**WHAT YOU HAVE TO DO**
Exactly the lines from the one with "of the circular" through the last line of the listing must be given again.

**RECORDS FOR THE EXERCISE**
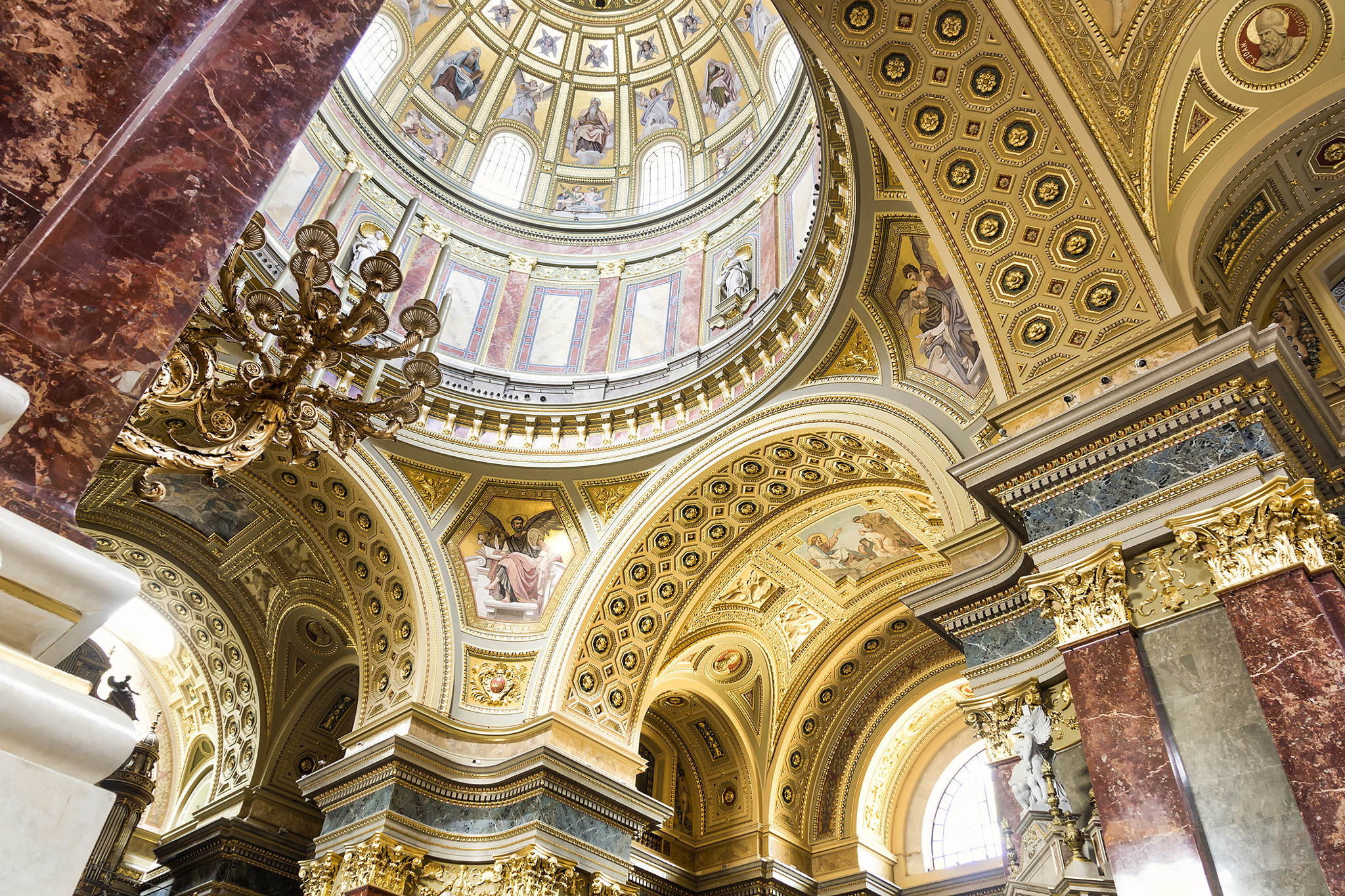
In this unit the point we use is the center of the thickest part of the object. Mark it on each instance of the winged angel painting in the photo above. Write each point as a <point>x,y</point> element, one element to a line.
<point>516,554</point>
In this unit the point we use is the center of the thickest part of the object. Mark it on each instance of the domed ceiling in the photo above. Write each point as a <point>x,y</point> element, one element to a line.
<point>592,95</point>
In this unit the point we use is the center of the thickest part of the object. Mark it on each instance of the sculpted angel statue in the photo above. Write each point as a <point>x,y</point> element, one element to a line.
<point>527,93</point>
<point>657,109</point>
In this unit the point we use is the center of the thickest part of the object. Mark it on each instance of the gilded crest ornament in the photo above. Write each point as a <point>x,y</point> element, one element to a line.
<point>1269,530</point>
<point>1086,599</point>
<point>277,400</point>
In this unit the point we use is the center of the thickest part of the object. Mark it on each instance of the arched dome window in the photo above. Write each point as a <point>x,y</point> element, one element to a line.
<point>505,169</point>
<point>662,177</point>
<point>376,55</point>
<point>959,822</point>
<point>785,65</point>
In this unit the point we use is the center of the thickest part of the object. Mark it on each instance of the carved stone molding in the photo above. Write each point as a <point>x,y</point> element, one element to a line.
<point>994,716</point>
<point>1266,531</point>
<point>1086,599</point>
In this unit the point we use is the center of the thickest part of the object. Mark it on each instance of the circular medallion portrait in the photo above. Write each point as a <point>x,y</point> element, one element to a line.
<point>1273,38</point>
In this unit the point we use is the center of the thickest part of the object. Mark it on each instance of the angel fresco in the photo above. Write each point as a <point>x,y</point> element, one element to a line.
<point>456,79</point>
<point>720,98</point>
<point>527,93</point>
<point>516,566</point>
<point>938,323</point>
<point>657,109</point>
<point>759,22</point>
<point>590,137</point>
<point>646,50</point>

**EXERCISE RESULT**
In this unit the point we use is the center of the thickest part of the object. Mark it on each instance of the circular medallion portrait in the photo above. Write each point as a <point>x,y</point> element, one element to a line.
<point>1273,38</point>
In this unit the point we use is the center of the thickest part of the object. Mark it on each instance of the angel fresco in the photo above. Write each point as a <point>x,y</point> element, one element to a line.
<point>456,79</point>
<point>720,98</point>
<point>527,93</point>
<point>516,566</point>
<point>938,323</point>
<point>657,109</point>
<point>759,22</point>
<point>590,137</point>
<point>646,50</point>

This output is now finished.